▶ Set problem:
Rewrite every line in the stretch from the line containing "Return the mask of every instance of the **chalkboard**." through the line containing "[[[266,213],[266,137],[161,137],[161,213]]]". Shift each polygon coordinate in the answers by -80.

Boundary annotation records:
================

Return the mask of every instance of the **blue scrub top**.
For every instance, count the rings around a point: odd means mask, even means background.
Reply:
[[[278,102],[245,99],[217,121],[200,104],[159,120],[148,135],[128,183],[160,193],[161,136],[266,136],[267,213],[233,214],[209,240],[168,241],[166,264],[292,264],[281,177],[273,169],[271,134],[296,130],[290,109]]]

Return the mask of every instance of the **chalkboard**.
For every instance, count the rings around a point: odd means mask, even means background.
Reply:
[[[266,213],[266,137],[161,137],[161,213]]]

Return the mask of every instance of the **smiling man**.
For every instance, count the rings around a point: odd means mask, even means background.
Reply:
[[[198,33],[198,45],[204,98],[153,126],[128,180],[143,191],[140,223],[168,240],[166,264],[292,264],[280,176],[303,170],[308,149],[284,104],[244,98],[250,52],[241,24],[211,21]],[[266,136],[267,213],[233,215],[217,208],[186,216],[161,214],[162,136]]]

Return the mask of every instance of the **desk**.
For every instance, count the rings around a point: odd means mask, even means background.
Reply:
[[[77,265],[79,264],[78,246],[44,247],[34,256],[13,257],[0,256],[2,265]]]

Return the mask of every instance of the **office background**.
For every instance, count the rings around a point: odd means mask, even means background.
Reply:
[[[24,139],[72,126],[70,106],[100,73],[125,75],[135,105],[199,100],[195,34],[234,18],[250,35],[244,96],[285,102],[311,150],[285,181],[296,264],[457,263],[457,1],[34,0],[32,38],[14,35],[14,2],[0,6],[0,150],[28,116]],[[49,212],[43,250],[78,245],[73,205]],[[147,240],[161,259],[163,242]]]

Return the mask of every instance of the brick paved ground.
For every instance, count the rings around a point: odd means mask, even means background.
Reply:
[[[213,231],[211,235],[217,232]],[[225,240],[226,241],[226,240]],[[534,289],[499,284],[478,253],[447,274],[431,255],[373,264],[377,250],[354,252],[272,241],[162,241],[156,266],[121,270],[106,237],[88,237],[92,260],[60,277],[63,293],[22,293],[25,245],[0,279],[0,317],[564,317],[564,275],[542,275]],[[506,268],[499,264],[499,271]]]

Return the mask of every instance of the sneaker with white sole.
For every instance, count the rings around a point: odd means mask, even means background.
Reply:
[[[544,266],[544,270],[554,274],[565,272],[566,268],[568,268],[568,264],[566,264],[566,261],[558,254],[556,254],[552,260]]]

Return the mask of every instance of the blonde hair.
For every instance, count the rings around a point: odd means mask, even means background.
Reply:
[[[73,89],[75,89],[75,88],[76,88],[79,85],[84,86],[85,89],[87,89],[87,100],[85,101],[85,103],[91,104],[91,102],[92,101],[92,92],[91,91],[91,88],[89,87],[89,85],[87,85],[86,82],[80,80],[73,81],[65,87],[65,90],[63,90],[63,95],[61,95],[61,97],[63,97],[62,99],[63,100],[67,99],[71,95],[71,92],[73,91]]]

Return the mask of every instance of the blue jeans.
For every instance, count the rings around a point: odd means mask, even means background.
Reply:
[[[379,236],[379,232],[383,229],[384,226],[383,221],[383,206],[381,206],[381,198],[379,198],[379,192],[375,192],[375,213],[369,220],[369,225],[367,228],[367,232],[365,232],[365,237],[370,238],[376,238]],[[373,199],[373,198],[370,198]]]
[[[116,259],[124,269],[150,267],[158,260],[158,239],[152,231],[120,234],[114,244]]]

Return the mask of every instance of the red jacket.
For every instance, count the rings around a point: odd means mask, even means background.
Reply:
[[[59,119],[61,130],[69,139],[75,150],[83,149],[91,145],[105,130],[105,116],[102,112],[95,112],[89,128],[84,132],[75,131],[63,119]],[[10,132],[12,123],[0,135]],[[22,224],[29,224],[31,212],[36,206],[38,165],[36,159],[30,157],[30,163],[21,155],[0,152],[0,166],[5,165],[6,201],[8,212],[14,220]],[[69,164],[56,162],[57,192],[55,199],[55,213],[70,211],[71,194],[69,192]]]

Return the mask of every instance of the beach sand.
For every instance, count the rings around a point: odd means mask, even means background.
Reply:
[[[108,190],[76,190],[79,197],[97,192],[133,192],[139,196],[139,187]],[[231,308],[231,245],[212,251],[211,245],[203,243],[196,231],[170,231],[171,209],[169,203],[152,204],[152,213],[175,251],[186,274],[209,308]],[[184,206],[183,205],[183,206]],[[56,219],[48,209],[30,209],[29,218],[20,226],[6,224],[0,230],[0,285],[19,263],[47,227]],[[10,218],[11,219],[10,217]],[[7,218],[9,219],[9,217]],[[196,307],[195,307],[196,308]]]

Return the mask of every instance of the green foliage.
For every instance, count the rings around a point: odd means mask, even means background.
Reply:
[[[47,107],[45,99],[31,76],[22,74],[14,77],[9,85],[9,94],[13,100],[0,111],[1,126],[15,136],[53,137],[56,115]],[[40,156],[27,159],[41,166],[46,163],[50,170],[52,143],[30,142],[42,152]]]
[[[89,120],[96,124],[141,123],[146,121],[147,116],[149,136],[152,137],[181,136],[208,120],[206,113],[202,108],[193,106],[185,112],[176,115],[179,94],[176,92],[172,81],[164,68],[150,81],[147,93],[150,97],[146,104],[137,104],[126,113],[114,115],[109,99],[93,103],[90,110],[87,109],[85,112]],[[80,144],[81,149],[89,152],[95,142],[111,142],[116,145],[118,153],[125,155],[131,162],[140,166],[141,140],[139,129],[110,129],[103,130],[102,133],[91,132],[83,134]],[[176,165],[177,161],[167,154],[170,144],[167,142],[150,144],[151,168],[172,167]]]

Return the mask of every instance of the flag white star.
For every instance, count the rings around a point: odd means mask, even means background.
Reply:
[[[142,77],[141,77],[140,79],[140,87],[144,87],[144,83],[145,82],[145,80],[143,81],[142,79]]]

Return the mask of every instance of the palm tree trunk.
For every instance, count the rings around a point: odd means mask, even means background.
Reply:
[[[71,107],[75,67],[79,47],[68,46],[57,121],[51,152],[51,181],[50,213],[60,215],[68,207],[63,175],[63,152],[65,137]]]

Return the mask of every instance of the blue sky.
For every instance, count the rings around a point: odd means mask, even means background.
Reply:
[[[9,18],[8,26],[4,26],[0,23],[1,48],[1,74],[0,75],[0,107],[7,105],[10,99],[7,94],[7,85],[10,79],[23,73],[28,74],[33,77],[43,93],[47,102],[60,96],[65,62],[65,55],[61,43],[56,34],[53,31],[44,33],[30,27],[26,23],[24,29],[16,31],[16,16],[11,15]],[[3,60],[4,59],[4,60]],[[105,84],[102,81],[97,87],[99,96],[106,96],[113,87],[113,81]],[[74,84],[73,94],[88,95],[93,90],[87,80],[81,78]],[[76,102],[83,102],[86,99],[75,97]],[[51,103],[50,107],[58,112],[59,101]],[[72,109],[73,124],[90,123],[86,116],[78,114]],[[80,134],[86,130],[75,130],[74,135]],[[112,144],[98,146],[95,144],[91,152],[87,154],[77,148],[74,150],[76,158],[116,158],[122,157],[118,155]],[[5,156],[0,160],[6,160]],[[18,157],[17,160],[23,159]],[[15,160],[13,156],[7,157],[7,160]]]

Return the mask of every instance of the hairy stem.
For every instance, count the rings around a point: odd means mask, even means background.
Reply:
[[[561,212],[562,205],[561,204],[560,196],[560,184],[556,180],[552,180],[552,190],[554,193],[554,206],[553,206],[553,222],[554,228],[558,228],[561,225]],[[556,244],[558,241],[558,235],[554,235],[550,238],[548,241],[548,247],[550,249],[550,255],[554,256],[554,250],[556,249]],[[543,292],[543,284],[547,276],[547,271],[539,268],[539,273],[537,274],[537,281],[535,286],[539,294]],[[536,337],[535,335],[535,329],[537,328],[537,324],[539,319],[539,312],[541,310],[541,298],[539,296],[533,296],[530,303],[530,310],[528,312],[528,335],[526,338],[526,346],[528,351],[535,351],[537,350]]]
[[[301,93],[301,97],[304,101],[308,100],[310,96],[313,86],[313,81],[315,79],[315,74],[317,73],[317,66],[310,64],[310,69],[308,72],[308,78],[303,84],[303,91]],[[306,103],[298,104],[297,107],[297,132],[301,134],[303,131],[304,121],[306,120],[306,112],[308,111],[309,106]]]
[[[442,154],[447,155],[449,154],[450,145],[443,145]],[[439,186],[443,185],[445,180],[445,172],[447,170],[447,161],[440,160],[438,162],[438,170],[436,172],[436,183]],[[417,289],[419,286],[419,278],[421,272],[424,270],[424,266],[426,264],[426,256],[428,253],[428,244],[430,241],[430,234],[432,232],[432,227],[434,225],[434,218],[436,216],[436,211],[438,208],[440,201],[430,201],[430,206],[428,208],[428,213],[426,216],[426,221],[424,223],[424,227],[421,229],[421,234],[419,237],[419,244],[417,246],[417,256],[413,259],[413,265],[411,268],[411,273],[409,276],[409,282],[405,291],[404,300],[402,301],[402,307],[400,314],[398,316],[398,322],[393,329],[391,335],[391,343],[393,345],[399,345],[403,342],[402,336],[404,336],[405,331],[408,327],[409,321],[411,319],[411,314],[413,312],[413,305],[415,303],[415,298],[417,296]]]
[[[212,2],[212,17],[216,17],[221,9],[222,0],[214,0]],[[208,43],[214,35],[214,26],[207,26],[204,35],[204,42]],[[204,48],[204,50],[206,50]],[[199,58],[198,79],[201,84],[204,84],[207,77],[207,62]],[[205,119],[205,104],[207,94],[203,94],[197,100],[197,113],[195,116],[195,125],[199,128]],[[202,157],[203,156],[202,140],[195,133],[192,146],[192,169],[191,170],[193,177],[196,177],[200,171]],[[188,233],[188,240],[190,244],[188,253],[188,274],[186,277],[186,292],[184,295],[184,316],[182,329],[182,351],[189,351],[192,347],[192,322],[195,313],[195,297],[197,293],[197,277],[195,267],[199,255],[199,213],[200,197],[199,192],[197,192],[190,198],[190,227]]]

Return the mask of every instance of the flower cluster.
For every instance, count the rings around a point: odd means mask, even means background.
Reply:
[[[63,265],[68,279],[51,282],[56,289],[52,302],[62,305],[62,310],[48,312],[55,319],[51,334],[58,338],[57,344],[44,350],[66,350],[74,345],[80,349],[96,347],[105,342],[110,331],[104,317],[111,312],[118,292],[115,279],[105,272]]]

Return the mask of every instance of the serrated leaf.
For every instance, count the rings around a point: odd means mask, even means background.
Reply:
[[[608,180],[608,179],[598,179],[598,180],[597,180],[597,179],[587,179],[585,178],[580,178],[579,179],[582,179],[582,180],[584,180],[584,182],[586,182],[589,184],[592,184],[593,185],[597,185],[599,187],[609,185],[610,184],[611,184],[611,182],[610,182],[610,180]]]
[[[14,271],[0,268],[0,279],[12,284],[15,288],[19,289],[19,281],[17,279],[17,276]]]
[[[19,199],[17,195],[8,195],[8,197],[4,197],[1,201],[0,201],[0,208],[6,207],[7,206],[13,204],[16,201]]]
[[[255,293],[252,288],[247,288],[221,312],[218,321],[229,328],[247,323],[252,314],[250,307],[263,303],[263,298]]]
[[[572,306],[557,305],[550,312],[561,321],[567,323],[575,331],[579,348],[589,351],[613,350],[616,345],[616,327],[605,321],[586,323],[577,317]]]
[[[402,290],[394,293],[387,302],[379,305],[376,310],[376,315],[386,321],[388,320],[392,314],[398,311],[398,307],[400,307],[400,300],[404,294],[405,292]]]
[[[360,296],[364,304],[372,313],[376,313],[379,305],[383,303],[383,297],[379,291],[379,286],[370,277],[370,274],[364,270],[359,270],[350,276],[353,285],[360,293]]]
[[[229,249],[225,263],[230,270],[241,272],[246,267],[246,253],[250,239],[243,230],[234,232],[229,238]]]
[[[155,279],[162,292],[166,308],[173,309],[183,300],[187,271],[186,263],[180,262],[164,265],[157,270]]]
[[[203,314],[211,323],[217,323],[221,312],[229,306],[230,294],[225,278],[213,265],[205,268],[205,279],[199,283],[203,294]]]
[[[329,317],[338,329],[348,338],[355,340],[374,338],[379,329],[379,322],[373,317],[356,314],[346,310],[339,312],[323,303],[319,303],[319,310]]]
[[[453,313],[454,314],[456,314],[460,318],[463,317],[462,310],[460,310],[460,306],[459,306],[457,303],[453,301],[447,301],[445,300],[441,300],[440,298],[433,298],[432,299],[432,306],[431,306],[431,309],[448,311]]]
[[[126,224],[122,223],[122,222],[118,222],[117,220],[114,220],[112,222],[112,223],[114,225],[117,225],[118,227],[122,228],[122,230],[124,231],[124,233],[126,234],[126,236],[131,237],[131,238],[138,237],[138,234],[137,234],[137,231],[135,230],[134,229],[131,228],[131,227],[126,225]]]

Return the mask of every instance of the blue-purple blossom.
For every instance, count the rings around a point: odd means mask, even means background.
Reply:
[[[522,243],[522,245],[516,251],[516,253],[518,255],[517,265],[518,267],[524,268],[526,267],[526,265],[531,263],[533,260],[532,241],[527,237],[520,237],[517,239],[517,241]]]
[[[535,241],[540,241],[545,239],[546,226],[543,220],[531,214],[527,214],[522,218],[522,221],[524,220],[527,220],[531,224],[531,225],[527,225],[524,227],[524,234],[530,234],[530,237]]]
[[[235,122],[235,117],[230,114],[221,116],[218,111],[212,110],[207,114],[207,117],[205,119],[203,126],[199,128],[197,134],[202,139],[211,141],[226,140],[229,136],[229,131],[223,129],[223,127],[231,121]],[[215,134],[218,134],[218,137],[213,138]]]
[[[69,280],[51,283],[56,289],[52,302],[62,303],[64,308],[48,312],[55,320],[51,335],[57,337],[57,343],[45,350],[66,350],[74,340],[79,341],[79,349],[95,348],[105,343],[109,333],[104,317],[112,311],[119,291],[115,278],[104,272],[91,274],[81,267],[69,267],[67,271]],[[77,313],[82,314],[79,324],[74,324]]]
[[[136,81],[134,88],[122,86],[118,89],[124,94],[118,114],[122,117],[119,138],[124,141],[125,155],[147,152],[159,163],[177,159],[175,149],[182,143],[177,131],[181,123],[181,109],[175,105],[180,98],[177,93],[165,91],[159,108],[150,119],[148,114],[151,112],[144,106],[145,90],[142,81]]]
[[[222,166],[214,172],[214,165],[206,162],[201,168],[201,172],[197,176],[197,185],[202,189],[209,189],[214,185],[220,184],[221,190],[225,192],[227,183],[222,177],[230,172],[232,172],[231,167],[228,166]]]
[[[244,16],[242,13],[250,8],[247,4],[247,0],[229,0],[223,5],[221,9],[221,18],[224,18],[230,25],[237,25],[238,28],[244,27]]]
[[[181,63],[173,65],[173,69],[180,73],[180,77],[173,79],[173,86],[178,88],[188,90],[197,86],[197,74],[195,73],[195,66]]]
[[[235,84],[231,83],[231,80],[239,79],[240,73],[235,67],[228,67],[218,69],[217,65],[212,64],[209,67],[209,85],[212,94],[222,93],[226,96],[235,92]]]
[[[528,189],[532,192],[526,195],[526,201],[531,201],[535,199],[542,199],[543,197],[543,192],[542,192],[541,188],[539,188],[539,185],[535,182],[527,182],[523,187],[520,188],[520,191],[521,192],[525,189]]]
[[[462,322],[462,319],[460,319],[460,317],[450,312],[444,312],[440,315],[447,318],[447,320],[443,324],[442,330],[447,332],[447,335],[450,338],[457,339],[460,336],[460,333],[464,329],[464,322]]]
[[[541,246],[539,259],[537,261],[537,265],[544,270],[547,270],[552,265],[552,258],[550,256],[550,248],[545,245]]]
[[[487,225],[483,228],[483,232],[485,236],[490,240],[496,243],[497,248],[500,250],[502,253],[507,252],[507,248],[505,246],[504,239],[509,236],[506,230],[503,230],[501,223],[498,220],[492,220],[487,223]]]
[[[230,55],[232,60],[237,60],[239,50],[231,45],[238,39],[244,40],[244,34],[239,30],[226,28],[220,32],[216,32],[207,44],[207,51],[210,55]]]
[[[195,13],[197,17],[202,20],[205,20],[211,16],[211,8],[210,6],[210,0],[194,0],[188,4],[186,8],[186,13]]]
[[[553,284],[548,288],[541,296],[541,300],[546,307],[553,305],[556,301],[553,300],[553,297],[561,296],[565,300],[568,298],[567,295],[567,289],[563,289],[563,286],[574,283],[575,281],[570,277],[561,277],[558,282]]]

================

▶ Exercise solution:
Return the mask of every instance of the **chalkboard**.
For every instance, count the rings around a point: odd means mask, even means background.
Reply:
[[[186,133],[186,57],[81,57],[81,133]]]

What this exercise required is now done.